▸ REQUIRED TASK
Please edit the stretch from "Traditional wired networks" through "breach the firewall." in the wireless security text, writing it out again with "firewall" replaced by "security gateway".

▸ SELECTED TEXT
━━━━━━━━━━

Wireless technology is exploding in popularity. Businesses are not only migrating to wireless networking, they are steadily integrating wireless technology and associated components into their wired infrastructure. The demand for wireless access to LANs is fueled by the growth of mobile computing devices, such as laptops and personal digital assistants, and a desire by users for continual connections to the network without having to “plug in.”
“Wireless LANs are the major wireless security problem facing businesses through 2008.” Gartner, 2004
Like most innovative technologies, using wireless LANs poses both opportunities and risks. The wireless explosion has given momentum to a new generation of hackers who specialize in inventing and deploying innovative methods of hijacking wireless communications, and in using the wireless network to breach the wired infrastructure. In fact, hackers have never had it so easy.
Traditional wired networks use cables to transfer information. Cables are a controlled medium, protected by the buildings that enclose them. External traffic that enters a wired network is policed by a firewall and intrusion-protection technologies. To gain access to a wired network, an intruder or hacker must bypass the physical security of the building or breach the firewall.
Wireless networks, on the other hand, use the air space to transfer information. The air space is an uncontrolled and shared medium—it lacks the equivalent physical control of its wired counterpart. Once a user connects a wireless access point into the network, its signals can travel through the walls, ceilings, and windows of the building. This renders the entire network accessible from another floor of the building, from an adjoining building, from the parking lot, or from across the street. Radio signals from a single wireless access point can travel up to thousands of feet outside of the building. Additionally, wireless devices share the airspace. Any wireless device in the network can “see” all the traffic of all other wireless devices in the network.
Wireless introduces new security challenges. The same wireless technologies that operate without the physical and logical barriers of their wired counterparts, increase user flexibility, boost productivity, and lower network costs, can also expose network-based assets to considerable risk. The following describes the six greatest threats to WLAN security.

━━━━━━━━━━

▸ RECORDS SUPPLIED
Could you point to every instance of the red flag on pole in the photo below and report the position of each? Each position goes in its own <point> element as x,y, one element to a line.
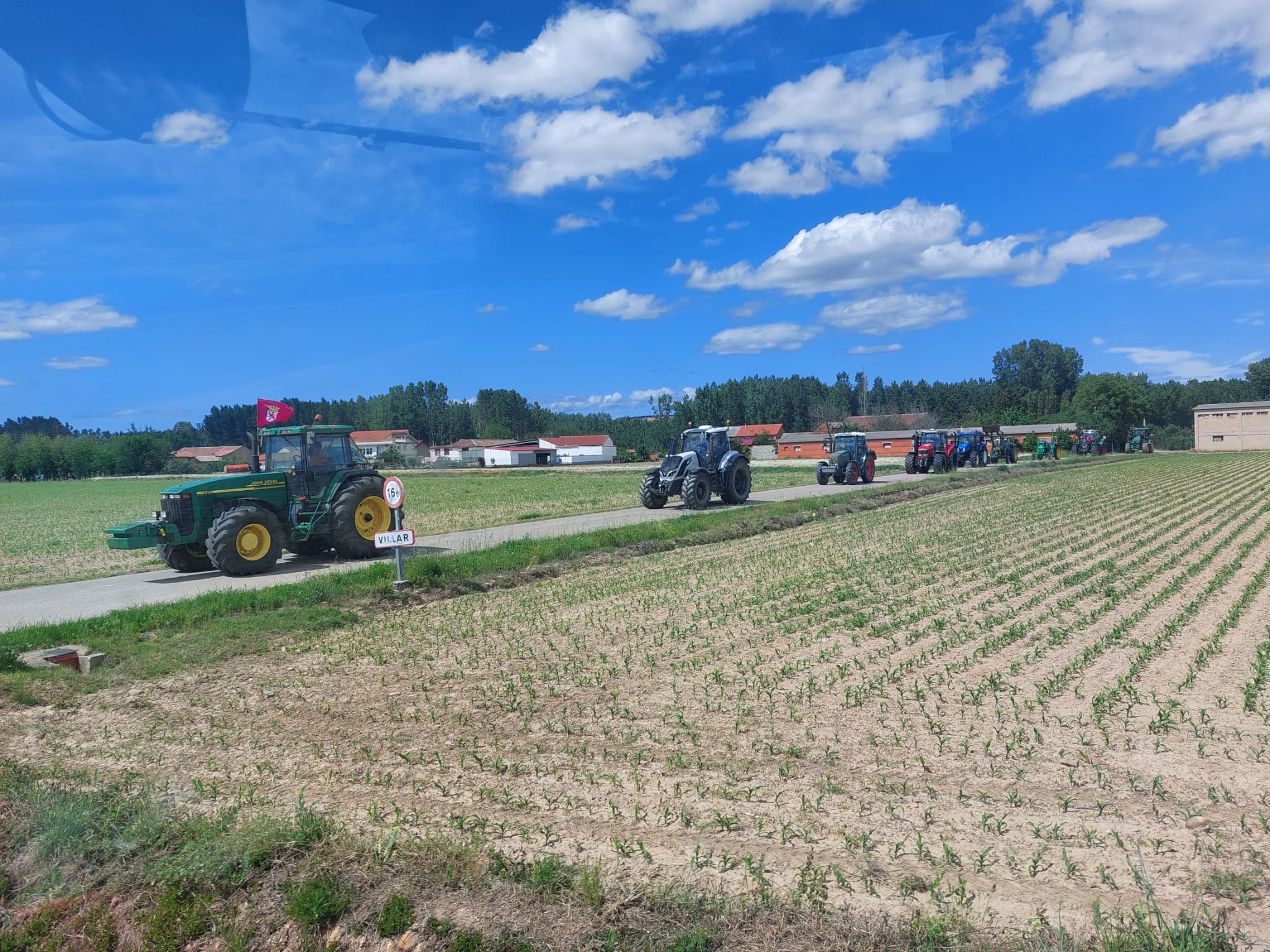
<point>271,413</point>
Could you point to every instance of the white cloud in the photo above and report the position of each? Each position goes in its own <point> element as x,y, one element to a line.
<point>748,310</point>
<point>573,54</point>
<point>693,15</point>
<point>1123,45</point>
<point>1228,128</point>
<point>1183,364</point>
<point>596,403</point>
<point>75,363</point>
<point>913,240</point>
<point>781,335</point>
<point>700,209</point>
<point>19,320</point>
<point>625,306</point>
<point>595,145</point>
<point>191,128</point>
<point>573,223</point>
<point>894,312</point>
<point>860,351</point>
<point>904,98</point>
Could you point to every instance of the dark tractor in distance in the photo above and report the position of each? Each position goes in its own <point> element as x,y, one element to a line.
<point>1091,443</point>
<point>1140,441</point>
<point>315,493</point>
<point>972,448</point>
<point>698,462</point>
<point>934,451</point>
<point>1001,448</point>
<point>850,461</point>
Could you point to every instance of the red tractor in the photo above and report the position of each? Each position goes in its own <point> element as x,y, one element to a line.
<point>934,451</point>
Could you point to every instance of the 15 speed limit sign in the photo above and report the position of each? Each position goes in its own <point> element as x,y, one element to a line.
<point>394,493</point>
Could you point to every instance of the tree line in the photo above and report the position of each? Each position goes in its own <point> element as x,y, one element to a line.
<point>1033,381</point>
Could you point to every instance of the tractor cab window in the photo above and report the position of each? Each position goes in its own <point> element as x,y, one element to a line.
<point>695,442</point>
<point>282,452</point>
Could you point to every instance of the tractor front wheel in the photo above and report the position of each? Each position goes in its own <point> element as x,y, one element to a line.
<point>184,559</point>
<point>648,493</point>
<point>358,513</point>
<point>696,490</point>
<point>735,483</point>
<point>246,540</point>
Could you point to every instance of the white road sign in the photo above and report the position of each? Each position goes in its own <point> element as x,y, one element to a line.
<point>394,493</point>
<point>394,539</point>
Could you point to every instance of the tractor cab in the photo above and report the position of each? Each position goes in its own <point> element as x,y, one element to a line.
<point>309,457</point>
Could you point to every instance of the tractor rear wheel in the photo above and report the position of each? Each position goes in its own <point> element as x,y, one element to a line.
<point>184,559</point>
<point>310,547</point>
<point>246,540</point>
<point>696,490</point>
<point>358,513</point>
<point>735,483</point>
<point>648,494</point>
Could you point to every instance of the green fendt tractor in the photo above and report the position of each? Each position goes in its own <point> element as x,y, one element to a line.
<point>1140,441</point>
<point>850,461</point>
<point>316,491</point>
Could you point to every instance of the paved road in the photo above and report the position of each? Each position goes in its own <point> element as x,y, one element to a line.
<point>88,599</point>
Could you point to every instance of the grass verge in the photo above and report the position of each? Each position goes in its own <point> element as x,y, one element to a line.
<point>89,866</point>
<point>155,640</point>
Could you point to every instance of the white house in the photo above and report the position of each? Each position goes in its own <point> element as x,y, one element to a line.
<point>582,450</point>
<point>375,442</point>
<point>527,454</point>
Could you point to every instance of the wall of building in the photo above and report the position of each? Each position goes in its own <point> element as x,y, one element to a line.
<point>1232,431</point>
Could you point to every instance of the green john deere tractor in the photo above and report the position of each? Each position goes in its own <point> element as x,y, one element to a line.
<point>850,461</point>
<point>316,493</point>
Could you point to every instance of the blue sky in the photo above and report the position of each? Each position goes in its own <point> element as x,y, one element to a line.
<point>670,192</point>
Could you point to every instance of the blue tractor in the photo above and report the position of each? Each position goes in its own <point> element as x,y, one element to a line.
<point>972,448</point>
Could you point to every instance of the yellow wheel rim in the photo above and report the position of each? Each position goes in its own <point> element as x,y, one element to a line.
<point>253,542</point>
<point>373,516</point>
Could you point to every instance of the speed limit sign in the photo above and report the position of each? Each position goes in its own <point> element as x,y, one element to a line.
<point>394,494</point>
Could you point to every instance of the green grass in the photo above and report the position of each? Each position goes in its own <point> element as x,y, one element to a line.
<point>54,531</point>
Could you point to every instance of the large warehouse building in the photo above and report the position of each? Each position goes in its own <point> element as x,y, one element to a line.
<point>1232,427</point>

━━━━━━━━━━

▸ PROBLEM SOLUTION
Traditional wired networks use cables to transfer information. Cables are a controlled medium, protected by the buildings that enclose them. External traffic that enters a wired network is policed by a security gateway and intrusion-protection technologies. To gain access to a wired network, an intruder or hacker must bypass the physical security of the building or breach the security gateway.